> _Given instruction_
Pull out the records starting at their very first line and ending at the line that contains "398 172 500 283", including both of those lines. Reproduce each line unchanged.

> _Dataset_

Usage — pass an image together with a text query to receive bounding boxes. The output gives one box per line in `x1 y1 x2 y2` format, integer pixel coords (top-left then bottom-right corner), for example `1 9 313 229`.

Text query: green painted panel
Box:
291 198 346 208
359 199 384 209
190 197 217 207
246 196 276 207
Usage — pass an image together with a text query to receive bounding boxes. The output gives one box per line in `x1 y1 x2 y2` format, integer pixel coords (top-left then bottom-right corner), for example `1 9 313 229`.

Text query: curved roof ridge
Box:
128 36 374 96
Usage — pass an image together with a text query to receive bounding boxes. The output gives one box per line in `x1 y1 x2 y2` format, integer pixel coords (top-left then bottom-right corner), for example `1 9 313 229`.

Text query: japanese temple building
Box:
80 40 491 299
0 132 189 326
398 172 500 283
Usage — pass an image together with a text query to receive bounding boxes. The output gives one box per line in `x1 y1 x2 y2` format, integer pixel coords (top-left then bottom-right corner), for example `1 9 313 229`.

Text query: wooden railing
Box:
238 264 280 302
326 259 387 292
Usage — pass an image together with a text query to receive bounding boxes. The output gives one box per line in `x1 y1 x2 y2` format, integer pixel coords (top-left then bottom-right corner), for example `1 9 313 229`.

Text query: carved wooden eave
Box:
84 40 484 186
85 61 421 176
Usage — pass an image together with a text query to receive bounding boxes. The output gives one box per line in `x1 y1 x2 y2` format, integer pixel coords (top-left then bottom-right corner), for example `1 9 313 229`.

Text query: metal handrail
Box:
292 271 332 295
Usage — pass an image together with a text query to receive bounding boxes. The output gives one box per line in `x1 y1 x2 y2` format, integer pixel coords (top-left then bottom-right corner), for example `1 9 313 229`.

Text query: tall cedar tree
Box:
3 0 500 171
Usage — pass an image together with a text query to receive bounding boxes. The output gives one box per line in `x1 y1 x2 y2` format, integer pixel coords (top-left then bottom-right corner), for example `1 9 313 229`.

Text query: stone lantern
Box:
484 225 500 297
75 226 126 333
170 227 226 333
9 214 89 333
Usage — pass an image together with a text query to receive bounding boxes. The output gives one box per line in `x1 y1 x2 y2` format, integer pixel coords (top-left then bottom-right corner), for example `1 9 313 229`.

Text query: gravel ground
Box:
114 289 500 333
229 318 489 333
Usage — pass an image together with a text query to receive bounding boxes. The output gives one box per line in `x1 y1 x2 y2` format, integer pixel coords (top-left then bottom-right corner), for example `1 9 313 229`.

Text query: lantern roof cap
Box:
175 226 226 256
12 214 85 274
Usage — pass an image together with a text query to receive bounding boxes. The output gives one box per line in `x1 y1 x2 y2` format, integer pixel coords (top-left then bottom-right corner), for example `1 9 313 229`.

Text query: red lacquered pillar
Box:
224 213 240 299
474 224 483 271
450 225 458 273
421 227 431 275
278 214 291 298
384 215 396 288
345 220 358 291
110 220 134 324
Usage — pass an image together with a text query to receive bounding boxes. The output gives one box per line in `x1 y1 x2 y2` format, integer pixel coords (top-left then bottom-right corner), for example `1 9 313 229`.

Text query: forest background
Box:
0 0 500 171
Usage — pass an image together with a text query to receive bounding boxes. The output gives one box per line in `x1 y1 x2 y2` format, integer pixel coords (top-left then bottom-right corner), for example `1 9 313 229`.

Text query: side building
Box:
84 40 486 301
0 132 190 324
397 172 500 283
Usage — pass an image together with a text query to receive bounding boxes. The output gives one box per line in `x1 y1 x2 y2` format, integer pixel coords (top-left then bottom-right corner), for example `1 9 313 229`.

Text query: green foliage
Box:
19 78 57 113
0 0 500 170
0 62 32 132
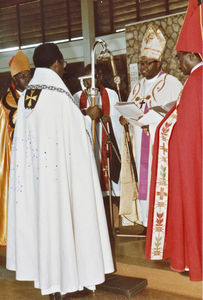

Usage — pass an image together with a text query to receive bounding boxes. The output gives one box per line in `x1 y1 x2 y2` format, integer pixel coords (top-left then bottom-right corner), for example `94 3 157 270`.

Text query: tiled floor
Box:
0 233 200 300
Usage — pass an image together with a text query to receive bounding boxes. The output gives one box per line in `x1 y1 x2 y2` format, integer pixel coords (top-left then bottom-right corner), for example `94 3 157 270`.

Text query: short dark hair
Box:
85 64 102 75
33 43 63 68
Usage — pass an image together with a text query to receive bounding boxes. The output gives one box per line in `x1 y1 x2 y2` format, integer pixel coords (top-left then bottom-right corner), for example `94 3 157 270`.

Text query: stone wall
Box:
126 13 186 90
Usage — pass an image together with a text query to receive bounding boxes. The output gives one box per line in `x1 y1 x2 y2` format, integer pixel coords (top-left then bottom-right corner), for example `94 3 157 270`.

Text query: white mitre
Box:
140 25 166 61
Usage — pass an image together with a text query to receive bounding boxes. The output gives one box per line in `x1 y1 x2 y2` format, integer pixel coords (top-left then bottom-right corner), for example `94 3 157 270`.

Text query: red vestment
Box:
146 65 203 281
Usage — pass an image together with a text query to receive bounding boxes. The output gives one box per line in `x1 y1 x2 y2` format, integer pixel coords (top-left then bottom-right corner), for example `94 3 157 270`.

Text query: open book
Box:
114 102 144 127
115 102 163 127
150 101 176 116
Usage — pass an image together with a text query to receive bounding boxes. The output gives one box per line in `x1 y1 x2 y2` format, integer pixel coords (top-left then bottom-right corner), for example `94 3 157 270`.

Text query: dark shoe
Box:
63 288 92 300
49 293 62 300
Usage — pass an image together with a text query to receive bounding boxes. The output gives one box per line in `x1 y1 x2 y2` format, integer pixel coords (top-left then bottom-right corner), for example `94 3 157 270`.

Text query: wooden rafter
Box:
0 0 35 8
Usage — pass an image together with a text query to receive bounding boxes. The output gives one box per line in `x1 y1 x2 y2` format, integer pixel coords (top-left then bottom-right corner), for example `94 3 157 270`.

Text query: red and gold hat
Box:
140 25 166 61
176 0 203 56
9 50 30 77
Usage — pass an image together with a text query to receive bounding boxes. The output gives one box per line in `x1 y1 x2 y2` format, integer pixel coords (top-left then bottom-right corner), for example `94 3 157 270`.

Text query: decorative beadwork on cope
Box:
24 89 42 109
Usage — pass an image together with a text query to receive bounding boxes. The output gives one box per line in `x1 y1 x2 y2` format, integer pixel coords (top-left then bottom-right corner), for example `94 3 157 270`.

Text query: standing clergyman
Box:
7 43 114 299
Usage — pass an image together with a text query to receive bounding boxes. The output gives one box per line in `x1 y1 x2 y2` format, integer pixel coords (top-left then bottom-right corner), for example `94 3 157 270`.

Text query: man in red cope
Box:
146 0 203 281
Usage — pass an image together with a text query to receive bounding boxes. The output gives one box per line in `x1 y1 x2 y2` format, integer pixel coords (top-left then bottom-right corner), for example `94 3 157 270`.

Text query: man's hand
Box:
102 115 111 124
86 105 102 120
142 125 149 136
119 116 129 126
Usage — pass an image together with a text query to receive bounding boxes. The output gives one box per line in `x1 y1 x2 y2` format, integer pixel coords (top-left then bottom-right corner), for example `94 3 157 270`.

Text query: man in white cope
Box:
119 25 182 234
7 43 114 299
73 64 122 230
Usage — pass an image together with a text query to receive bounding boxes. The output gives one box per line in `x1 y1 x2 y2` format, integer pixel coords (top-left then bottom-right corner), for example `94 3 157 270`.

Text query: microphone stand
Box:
77 40 147 298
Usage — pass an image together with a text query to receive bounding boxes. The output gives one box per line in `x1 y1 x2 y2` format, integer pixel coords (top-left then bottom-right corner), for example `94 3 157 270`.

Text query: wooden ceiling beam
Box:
0 0 33 8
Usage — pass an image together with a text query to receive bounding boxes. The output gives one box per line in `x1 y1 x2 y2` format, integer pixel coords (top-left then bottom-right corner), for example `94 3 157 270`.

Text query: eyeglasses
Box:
139 60 157 66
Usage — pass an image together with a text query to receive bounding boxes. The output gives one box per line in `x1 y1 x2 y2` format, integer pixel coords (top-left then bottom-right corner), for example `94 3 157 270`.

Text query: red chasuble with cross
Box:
146 65 203 281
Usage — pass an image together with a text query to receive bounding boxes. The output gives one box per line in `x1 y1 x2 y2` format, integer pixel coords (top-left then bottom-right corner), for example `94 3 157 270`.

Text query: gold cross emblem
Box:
25 90 38 107
156 188 167 200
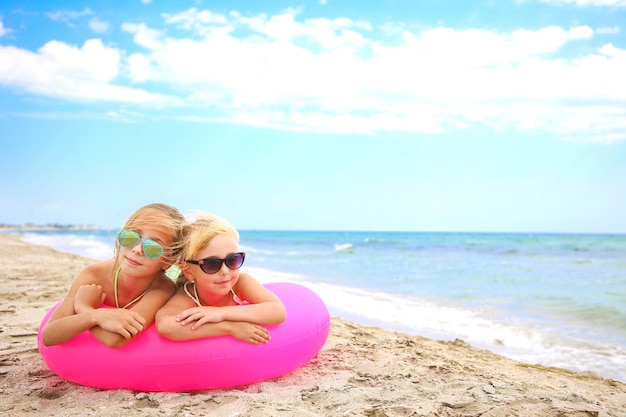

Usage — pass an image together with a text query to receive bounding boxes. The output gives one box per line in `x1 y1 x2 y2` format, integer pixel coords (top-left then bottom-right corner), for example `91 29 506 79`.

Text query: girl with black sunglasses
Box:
41 204 185 347
156 213 286 344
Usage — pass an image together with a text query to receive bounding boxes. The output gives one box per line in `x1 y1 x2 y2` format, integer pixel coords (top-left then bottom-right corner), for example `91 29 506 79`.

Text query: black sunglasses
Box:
185 252 246 274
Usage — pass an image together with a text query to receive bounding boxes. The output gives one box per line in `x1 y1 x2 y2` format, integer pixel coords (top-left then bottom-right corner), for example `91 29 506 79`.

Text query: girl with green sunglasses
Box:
42 203 185 347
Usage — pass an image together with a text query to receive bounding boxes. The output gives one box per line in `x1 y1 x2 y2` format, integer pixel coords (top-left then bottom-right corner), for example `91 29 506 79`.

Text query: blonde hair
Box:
115 203 185 269
176 212 239 286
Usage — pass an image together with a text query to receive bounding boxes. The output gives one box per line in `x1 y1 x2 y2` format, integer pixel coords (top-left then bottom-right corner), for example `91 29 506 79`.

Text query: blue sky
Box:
0 0 626 233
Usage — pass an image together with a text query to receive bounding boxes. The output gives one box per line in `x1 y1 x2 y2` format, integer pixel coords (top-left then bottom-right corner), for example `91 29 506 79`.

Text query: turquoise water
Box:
11 230 626 381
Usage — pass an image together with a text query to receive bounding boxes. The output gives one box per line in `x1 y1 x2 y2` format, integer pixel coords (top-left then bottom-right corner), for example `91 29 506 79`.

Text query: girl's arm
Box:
177 273 287 330
91 278 176 347
42 261 174 347
156 288 270 344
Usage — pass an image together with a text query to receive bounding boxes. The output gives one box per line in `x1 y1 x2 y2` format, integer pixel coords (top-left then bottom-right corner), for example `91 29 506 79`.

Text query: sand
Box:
0 234 626 417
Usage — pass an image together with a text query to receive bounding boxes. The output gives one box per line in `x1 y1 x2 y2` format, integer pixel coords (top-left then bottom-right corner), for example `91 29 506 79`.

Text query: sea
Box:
11 228 626 382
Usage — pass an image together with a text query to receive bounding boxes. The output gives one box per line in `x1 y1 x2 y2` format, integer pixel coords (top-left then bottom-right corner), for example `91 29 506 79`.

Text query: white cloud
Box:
0 39 173 104
596 26 620 35
45 7 94 22
0 8 626 141
89 18 109 33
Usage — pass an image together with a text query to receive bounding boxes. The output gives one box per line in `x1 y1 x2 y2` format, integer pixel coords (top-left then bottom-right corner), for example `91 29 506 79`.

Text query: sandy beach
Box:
0 234 626 417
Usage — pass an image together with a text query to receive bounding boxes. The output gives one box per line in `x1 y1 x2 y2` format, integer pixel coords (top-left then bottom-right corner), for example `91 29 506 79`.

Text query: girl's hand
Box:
176 307 224 330
74 284 106 314
96 308 146 339
229 321 271 345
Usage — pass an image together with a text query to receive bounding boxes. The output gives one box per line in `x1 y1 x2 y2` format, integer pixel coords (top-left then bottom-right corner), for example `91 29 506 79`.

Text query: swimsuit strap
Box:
113 266 152 308
230 288 248 305
183 281 202 307
183 281 248 307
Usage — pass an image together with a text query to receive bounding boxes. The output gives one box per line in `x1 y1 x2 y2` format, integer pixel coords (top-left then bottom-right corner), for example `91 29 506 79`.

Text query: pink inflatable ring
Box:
37 283 330 392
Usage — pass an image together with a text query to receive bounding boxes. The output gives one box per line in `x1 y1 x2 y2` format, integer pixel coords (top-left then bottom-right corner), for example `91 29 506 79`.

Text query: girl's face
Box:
186 235 239 301
119 229 172 274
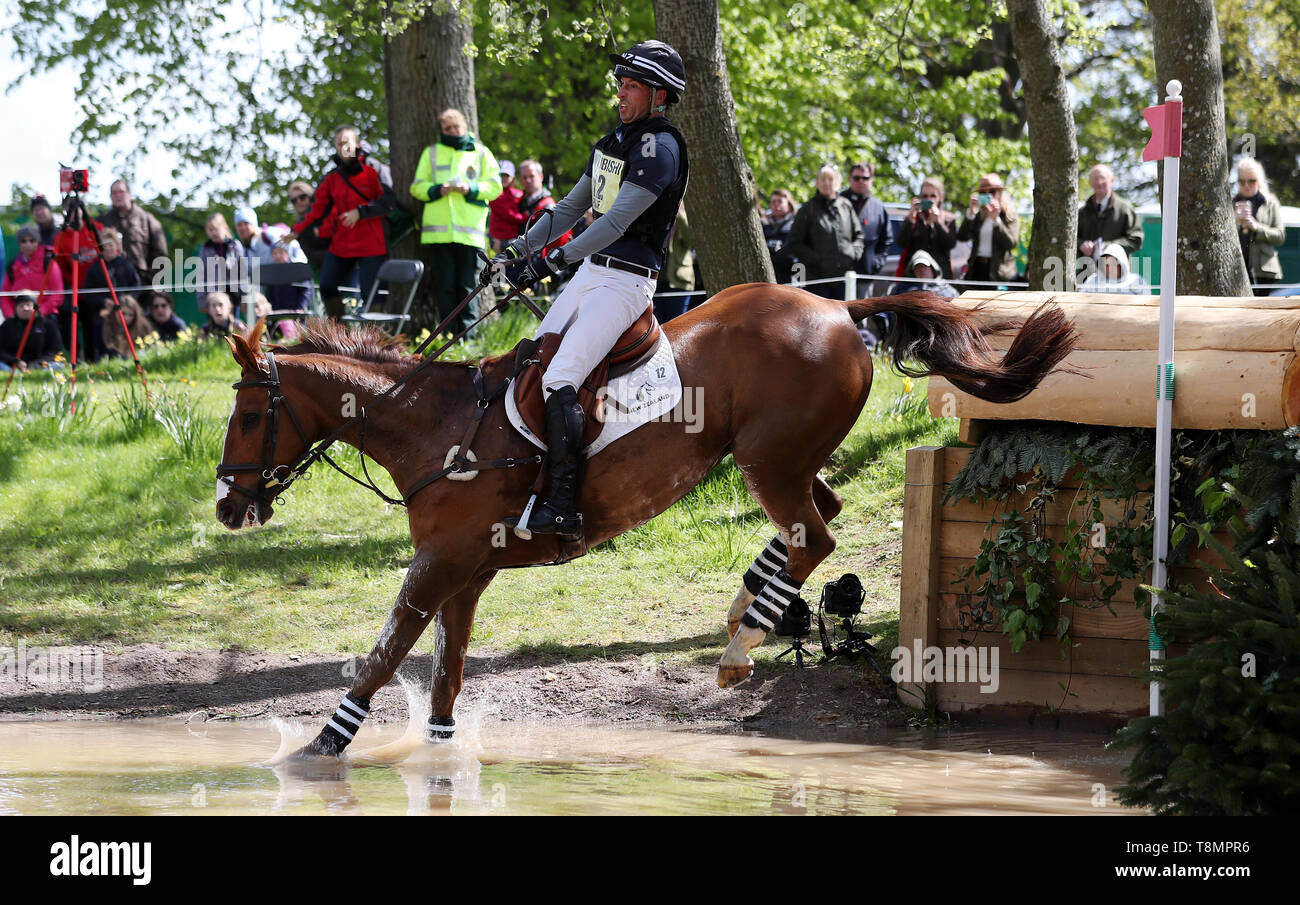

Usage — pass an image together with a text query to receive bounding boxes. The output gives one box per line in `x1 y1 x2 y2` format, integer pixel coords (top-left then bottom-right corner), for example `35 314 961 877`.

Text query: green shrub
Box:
1117 429 1300 815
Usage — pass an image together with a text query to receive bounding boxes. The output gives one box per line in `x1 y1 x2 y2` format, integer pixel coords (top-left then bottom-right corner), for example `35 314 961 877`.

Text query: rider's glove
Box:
478 239 523 286
506 248 564 289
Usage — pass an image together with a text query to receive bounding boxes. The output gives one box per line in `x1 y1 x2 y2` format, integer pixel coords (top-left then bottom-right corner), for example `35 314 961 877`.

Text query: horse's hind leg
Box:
718 464 841 688
426 572 497 741
727 475 844 637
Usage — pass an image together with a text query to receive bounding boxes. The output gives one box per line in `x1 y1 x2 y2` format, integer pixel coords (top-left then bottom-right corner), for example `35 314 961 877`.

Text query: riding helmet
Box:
610 40 686 104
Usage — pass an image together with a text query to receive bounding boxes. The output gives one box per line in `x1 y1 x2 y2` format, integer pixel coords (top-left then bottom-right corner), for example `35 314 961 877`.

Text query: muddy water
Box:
0 715 1134 815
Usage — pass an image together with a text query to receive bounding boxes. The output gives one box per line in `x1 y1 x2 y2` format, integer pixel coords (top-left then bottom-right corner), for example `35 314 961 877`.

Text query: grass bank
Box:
0 312 956 659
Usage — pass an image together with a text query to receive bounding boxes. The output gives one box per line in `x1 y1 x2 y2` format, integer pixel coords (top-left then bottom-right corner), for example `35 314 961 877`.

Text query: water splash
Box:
256 716 308 767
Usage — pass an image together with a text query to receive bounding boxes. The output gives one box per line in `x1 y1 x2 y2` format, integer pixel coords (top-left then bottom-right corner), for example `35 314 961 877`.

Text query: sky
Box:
0 3 295 208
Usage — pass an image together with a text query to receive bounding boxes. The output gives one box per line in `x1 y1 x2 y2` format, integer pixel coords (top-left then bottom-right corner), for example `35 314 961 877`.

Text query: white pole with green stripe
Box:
1143 81 1183 716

> _Written solution_
Usage — pass an image together with a text query to receive bounding boxes. The output gives one box per line in `x1 y1 x2 y2` format, integer pixel coords (top-left then bottom-right corner), for example `1 9 313 229`.

Text query: green painted panel
Box:
291 198 346 208
359 199 384 209
190 197 217 207
246 196 276 207
Usage — pass an image together with a text query to receive bounding boxes. The output gives one box per line in `x1 y1 x2 y2` format, integer pixel coords (top-left then bottom-right corner), for example `1 9 313 229`.

Text query: curved roof ridge
Box:
128 36 374 96
Usage — pass an image together with a text query to receive bounding boxes. The output gives one box per line in `x1 y1 x2 y2` format, integer pixel coords (top-left then bottom-right corner), for example `1 9 313 229`.

Text query: japanese temple building
Box:
80 40 491 299
0 132 189 326
398 172 500 283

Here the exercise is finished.